### WRITTEN EXERCISE 1
Locate each line in the entries that contains the string "surface" and copy those lines. Case counts.

======== EXCERPTED PASSAGE

Excusion

Within the framework of the DAAD-funded PACK IT mobility program, students from Ukraine participated in a series of visits to German industrial enterprises together with students from the Department of Packaging and Management at Berlin University of Applied Sciences (BHT). The program brought together students from Ukraine and Germany and provided a shared learning context in which packaging was explored across different stages of development, production, and automation. Within this frameowork students visited ThyssenKrupp Rasselstein, gaining firsthand insight into large-scale industrial metal production and its significance in modern packaging.

The panoramic views of Koblenz from the historic hostel within the Ehrenbreitstein Fortress provided on December 8 a motivating atmosphere for the day’s industrial program.

The visit aimed to deepen students’ understanding of metal packaging systems, illustrating how industrial efficiency, sustainability and technological expertise converge in a contemporary production environment.

Since its founding in 1760, ThyssenKrupp Rasselstein has been a cornerstone of the metal packaging industry. Today, the plan produces approximately 1.5 million tons of tinplate annually and supplies customers worldwide across a wide range of industrial sectors. A technical presentation provided insight into key production stages, including the varnishing and laminating of steel sheets. Particular attention was drawn to the efficiency of modern coating technologies, which allow layers to dry in just ten minutes at temperatures of around 210 °C. Massive steel coils are handled throughout the facility by highly automated systems and heavy-duty logistics, ensuring a safe and continuous workflow.

================

### WRITTEN EXERCISE 2
Continue the account of the student visit to ThyssenKrupp Rasselstein, starting right after its final sentence.

======== DATA EXCERPTS

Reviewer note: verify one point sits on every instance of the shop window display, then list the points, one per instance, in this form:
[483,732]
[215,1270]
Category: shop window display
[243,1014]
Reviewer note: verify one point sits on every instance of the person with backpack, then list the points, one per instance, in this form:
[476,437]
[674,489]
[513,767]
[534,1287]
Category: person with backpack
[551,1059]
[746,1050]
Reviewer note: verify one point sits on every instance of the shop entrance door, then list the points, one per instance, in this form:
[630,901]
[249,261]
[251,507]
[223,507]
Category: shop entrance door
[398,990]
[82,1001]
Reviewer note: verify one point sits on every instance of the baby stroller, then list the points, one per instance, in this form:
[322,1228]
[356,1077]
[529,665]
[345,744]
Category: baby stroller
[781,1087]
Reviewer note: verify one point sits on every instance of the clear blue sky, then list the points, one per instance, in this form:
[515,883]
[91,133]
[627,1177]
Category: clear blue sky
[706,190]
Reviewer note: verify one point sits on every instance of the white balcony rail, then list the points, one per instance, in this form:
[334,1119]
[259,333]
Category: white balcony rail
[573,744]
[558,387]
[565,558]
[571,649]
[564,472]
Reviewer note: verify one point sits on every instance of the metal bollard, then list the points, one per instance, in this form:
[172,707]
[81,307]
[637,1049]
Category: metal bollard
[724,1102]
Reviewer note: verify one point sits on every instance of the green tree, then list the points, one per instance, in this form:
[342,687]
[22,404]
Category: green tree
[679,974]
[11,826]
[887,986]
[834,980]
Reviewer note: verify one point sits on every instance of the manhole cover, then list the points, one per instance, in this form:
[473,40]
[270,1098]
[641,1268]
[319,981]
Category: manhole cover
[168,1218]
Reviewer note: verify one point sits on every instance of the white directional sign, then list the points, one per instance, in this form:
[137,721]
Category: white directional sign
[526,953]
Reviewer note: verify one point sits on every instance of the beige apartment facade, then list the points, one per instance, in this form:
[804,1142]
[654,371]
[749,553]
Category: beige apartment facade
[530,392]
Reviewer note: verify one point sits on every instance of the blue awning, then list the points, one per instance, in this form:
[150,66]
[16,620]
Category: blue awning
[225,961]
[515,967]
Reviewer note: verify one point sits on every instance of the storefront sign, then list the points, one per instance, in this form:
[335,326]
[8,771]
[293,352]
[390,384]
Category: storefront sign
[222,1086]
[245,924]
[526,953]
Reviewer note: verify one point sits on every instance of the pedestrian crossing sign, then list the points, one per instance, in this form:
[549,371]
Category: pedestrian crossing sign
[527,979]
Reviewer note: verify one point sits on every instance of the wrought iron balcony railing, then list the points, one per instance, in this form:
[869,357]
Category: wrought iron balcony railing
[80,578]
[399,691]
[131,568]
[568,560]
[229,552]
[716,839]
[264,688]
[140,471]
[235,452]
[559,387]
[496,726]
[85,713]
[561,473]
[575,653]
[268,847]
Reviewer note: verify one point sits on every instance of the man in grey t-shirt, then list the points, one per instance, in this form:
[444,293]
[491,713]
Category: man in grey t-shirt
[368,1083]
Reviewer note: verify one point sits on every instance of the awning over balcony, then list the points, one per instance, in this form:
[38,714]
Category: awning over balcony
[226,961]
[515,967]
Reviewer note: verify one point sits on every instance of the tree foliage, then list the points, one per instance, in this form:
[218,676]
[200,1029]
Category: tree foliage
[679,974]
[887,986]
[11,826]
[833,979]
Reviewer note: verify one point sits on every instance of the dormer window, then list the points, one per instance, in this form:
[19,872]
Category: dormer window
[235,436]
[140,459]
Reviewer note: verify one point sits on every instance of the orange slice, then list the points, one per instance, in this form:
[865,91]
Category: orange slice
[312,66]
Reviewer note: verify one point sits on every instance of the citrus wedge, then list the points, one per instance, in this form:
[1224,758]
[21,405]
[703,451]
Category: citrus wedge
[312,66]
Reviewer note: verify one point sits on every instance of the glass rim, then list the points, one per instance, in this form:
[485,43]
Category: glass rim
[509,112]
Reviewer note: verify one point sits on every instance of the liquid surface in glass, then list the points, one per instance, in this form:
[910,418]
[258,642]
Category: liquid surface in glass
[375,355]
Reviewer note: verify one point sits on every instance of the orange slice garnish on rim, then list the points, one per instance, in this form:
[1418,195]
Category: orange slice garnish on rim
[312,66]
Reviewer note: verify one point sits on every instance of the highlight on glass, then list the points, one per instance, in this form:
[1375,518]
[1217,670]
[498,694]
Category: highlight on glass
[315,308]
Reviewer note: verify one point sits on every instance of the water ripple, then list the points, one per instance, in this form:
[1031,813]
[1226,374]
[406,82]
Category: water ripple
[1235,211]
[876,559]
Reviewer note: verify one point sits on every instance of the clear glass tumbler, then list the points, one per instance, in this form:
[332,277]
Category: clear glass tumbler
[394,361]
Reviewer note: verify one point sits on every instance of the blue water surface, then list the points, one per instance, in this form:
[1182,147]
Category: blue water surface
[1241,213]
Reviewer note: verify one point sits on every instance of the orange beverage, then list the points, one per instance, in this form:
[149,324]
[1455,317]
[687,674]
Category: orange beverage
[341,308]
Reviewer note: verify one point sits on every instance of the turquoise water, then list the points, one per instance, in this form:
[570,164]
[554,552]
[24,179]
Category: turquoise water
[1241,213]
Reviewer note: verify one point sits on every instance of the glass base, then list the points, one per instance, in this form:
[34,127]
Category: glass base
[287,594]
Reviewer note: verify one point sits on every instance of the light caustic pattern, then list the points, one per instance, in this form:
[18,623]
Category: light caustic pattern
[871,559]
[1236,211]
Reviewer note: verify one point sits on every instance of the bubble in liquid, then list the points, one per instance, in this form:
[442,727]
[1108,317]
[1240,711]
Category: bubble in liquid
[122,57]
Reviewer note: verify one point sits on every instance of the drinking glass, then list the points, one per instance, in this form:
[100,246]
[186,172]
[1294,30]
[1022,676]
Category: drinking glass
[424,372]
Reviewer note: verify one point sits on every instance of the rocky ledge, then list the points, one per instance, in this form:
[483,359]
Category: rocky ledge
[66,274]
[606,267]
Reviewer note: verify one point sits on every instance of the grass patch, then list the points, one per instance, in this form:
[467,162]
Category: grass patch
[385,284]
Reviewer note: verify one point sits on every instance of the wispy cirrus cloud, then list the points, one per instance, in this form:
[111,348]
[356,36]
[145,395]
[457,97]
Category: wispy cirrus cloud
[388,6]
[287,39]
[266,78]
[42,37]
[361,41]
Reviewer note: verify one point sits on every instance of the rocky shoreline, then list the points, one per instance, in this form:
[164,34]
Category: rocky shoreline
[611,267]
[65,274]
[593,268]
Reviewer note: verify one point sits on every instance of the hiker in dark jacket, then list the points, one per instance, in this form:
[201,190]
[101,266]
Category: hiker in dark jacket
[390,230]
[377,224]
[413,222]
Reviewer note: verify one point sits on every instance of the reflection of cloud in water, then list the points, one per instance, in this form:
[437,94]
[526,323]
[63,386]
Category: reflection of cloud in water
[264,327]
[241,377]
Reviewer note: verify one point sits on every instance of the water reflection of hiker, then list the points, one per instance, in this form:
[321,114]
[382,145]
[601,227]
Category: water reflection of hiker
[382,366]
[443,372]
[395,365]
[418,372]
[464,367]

================

### EXERCISE OUTPUT 1
Reviewer note: verify one point sits on every instance of the liquid surface in glass, then list the points, one per instance, in this form:
Category: liquid surface in glass
Reviewer note: verify one point sits on every instance of the blue water surface, then list the points, one per instance, in this form:
Category: blue water surface

### EXERCISE OUTPUT 2
A significant focus of the visit was the material’s environmental impact. Tinplate is nearly 100 % recyclable without any loss of quality, making it a model for circular economy. For instance, a food can produced today can eventually be recycled into an entirely different product, such as an automotive component. This level of material efficiency demonstrates how industrial-scale  production can align with long-term environmental responsibility.

The educational component of the visit was further strengthened through interactive tasks. By constructing paper models of cans, participants were able to better understand the structural, material, and engineering challenges behind seemingly simple packaging solutions. This hands-on experience complemented the industrial tour and highlighted the complexity, creativity, and technical precision involved in everyday packaging design.

The highlight of the visit was the tour of the production floor. Equipped with safety gear, the group walked through vast production halls and observed etching lines and coating units in active operation. The sheer scale of the processes offered a vivid illustration of industrial precision. A unique detail noted during the tout was the well-known “Zebra” and “Cow” forklifts, whose distinctive designs add a recognizable character to the facility and reflect the company’s unique workplace culture.

The program concluded with lunch in the company’s historic canteen, providing an informal setting for professional exchange. Discussions with industry experts focused on career paths, current sector challenges , and the essential skills required for future engineers. This exchange added a valuable human dimension to the technical and educational visit.

Special appreciation is extended to Manuel Köhl and Vanessa Sonntag for their insightful presentation of the company’s operations, as well as to Prof. Stefan Junge and the ThyssenKrupp Rasselstein team for organizing and supporting this visit.

Another key excursions within this program was a visit to Ardagh Group, a global leader in sustainable metal and glass packaging.

Students visited the Ardagh Group production facilities in Germany, where they attended expert presentations and explored the manufacturing environment firsthand. The visit successfully combined theoretical insights with practical observation, allowing students to gain a deeper understanding of how a modern industrial enterprise operates. Overall, the excursion proved to be highly informative and left a strong positive impression.

The main purpose of the visit was to become familiar with the activities of Ardagh Group, its organizational structure, key customers, production processes, and innovative technological solutions. As a result, students developed a comprehensive understanding of how a large international company functions and the important role it plays within the global packaging industry.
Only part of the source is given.